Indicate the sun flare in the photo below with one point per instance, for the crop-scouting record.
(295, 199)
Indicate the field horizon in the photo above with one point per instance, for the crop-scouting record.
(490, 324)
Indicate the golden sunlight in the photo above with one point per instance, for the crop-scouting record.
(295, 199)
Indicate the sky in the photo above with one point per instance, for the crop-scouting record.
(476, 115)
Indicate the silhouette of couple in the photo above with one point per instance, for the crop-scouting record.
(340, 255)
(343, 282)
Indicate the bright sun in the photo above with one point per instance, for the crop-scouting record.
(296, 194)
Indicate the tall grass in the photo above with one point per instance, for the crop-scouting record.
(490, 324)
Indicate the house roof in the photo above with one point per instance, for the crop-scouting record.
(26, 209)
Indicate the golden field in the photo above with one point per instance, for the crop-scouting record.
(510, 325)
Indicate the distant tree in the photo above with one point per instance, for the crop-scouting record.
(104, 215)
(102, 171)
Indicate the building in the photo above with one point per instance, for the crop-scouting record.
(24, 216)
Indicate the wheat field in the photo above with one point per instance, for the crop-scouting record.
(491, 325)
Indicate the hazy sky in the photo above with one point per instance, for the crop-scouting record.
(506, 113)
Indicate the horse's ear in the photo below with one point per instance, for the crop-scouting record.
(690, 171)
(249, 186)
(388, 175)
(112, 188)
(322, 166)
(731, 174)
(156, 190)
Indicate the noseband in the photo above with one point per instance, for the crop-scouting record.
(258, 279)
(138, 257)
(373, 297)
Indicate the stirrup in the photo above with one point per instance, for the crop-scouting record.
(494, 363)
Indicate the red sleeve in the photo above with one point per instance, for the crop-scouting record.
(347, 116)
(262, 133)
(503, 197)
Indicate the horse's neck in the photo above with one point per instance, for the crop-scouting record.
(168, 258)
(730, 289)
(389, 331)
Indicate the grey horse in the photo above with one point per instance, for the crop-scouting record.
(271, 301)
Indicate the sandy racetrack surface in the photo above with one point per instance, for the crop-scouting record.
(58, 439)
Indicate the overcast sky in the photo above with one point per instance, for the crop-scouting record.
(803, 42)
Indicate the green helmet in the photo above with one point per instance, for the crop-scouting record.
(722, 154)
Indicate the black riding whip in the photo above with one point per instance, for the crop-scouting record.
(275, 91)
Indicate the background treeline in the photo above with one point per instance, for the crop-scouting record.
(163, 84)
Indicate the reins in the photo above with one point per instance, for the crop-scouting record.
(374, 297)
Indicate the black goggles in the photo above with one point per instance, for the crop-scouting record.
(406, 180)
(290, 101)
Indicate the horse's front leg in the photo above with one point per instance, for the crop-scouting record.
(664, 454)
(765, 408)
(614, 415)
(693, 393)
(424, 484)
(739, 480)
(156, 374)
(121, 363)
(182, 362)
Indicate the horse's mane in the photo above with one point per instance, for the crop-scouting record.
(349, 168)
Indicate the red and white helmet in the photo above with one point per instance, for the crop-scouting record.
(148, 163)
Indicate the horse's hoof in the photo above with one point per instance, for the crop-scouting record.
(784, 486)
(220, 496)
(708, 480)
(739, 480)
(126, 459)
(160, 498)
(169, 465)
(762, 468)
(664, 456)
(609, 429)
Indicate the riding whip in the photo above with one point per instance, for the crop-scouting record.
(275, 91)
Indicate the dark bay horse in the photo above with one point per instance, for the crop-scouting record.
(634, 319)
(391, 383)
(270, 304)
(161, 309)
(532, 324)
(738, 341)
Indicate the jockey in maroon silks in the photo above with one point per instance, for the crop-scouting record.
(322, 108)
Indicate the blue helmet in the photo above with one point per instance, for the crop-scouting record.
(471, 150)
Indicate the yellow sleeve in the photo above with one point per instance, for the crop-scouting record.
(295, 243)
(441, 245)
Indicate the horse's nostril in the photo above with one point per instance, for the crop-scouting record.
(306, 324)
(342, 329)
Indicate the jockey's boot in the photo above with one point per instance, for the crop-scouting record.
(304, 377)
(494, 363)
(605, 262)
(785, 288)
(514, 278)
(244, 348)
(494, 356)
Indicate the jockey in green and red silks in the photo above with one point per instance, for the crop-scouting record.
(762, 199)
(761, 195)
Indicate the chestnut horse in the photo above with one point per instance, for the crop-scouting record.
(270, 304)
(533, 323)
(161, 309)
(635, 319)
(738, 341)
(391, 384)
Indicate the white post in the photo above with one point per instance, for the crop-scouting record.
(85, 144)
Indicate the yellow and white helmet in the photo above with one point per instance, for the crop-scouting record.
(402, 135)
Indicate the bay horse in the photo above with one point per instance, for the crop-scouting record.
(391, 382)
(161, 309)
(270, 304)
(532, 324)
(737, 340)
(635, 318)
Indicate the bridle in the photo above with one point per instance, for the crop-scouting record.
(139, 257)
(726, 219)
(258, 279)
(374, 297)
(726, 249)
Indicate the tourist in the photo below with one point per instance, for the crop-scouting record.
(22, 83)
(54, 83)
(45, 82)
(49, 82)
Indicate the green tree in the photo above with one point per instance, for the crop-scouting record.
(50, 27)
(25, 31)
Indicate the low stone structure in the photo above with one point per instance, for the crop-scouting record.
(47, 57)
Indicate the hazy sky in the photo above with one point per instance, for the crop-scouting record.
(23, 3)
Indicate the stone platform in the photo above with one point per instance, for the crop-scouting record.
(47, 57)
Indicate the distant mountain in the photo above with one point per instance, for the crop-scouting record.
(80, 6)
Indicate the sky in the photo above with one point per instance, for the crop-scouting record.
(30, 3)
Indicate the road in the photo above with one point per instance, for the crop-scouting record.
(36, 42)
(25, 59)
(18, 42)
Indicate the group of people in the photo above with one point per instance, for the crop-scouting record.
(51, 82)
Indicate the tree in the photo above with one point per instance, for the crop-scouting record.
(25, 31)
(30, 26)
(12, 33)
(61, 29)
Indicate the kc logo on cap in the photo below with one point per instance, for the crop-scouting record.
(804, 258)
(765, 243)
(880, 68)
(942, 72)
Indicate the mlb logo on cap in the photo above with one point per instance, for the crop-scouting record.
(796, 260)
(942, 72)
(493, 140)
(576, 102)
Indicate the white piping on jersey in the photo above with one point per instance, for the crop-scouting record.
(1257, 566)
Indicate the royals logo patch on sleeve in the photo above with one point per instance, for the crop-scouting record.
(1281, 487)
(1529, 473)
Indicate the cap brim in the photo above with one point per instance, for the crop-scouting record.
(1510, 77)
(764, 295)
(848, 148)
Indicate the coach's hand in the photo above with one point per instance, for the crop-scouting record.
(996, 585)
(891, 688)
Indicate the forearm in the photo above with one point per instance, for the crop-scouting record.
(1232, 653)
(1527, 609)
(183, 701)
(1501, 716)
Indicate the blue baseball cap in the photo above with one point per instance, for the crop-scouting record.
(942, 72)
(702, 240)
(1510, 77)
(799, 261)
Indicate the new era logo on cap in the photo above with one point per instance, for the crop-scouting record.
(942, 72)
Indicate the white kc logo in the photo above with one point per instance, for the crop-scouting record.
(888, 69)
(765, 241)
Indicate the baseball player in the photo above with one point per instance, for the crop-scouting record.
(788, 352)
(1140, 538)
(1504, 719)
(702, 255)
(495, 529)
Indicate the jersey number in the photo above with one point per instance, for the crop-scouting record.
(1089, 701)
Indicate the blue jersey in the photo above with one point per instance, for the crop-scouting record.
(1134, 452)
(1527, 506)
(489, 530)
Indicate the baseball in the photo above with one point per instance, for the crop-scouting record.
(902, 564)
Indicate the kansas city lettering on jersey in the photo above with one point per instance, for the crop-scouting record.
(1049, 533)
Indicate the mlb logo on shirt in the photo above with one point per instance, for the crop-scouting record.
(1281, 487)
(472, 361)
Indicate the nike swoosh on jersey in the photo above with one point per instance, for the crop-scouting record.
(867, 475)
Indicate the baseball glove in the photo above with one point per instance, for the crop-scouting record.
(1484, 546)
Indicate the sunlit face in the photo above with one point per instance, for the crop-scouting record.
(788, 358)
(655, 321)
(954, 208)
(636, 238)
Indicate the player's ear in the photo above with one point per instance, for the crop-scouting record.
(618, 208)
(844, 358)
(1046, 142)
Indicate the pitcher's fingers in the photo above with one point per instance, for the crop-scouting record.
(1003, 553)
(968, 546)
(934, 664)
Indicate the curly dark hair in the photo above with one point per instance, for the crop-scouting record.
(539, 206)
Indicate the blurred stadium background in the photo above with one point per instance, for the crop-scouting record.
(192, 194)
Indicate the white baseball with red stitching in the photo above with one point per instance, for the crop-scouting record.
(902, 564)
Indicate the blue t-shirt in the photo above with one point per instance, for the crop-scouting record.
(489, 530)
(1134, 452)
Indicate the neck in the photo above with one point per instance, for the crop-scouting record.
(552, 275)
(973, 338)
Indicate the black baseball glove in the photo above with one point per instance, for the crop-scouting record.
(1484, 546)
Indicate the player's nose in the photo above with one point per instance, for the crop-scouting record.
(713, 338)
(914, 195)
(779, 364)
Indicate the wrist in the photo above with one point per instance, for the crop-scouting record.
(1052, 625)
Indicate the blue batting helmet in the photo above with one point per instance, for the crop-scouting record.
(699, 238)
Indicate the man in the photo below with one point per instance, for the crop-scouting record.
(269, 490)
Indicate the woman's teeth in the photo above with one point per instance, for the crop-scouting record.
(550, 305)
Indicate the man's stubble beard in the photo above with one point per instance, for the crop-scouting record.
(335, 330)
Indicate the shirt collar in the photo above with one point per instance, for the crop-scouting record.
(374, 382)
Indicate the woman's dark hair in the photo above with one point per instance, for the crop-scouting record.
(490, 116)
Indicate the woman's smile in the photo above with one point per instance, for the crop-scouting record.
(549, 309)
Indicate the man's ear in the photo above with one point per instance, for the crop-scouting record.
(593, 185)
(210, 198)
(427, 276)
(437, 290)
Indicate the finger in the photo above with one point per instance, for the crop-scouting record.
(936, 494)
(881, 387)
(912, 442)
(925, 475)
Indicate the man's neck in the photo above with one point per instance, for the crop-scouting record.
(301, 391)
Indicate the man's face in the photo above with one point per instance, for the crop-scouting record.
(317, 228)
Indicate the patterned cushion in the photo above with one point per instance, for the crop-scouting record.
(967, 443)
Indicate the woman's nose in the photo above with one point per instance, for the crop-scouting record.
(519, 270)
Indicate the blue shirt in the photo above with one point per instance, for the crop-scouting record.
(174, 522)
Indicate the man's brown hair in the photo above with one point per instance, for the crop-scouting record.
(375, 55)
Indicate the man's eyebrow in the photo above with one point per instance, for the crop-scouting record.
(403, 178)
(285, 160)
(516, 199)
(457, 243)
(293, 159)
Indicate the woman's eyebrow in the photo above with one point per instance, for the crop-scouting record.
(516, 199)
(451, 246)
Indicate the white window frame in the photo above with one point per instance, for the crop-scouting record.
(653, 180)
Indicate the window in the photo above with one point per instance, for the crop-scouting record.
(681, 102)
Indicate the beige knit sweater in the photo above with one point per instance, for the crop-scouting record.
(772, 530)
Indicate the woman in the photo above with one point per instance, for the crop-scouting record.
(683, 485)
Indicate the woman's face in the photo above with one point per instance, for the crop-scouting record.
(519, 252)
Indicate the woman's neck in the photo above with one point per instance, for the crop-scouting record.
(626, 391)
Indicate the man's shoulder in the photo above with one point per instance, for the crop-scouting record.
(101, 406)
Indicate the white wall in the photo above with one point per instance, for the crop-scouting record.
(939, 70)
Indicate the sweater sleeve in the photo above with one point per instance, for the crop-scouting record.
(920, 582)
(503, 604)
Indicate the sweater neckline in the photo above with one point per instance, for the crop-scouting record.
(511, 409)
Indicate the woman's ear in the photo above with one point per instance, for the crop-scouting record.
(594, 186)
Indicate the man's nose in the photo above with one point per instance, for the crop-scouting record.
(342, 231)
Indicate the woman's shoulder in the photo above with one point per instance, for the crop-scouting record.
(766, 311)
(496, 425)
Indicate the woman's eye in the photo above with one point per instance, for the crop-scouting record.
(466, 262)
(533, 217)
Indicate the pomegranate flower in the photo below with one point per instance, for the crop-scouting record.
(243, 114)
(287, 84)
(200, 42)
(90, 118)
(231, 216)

→ What the task asks
Only the lines from the one containing "Indicate the man's shoulder" to the end of the data should be printed, exactly as they stand.

→ Solution to this problem
Indicate the man's shoulder in the photo above with one point per instance, for the crop-scouting record.
(101, 406)
Indicate the white wall in the photo above with one point per instance, for the crop-scouting record.
(939, 70)
Indicate the sweater sleeve in the photo above with one point per instance, for the crop-scouting record.
(920, 582)
(503, 604)
Indicate the sweater neckline in the photo above with one point per instance, for the crop-scouting record.
(511, 409)
Indicate the woman's ear in the photo above with one point per instance, for the crop-scouting record.
(594, 186)
Indicate the man's nose in the photo above with one point per instance, for the crop-scouting record.
(342, 231)
Indicate the woman's shoulder in the photo above with one point per instance, for the crop-scouting record.
(766, 311)
(496, 425)
Indicate the woman's eye in the photo above with one point per instance, for the crop-scouting record.
(466, 262)
(533, 217)
Indicate the pomegranate flower in the photo below with one point per instance, for the crop-scouting record.
(243, 114)
(287, 84)
(200, 42)
(90, 118)
(231, 216)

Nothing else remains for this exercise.